Stored records

....

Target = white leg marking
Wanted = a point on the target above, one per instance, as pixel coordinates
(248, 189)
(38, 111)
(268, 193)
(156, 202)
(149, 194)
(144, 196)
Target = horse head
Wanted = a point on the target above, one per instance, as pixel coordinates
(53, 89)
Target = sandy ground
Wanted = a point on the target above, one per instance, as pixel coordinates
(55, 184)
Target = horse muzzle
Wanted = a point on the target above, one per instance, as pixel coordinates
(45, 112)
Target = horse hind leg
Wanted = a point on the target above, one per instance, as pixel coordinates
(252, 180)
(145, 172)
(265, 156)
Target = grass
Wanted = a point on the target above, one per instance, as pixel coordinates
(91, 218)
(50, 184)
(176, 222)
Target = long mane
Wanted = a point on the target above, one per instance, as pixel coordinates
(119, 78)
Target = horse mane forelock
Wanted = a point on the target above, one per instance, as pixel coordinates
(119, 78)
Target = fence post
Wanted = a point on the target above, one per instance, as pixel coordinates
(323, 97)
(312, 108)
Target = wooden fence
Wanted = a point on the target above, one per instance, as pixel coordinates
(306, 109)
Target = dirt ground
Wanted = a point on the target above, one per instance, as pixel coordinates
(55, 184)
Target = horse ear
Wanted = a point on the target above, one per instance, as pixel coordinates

....

TASK DESCRIPTION >>
Go through the entries above and count the lines containing the word "fence"; give only that count.

REPLY >>
2